INFORMATION
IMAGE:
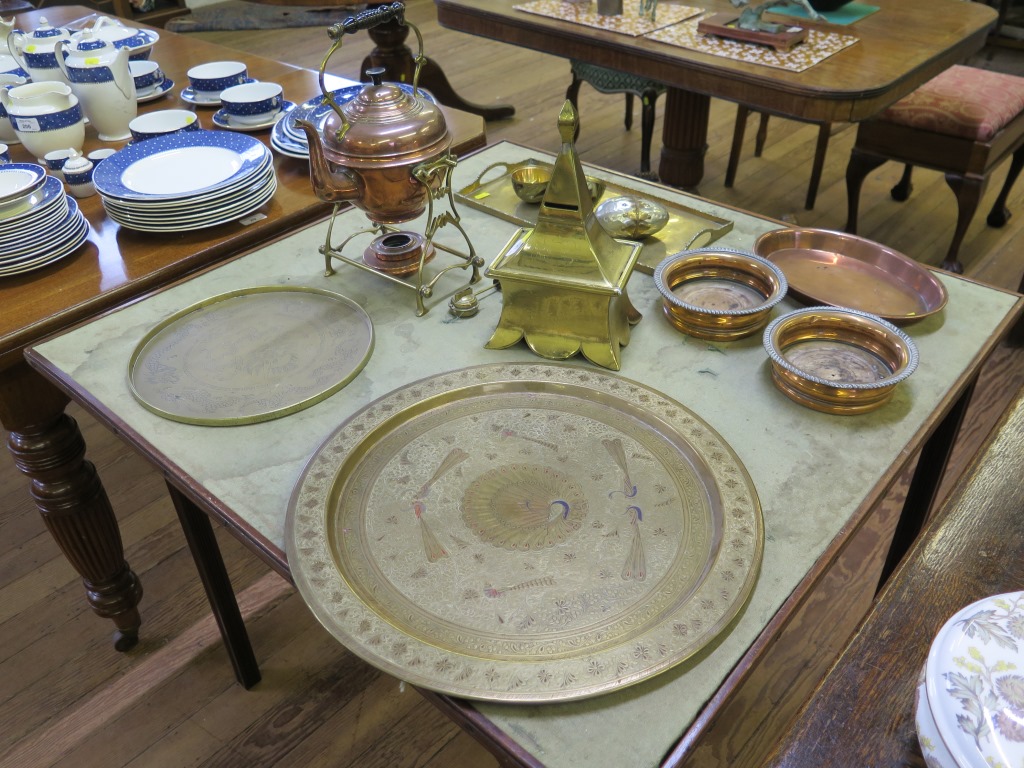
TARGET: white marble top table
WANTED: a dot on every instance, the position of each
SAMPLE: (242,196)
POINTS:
(812,471)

EXERCISE DIRECTIONS
Your answer should consist only of the lines from the one that holds "TARGET: white marble top table" to the end of the entries above, both ends included, each repeated exactly.

YOUR RESPONSE
TARGET: white marble top table
WANTED: a dot on every instance, the position of each
SAMPLE: (242,196)
POINTS:
(812,471)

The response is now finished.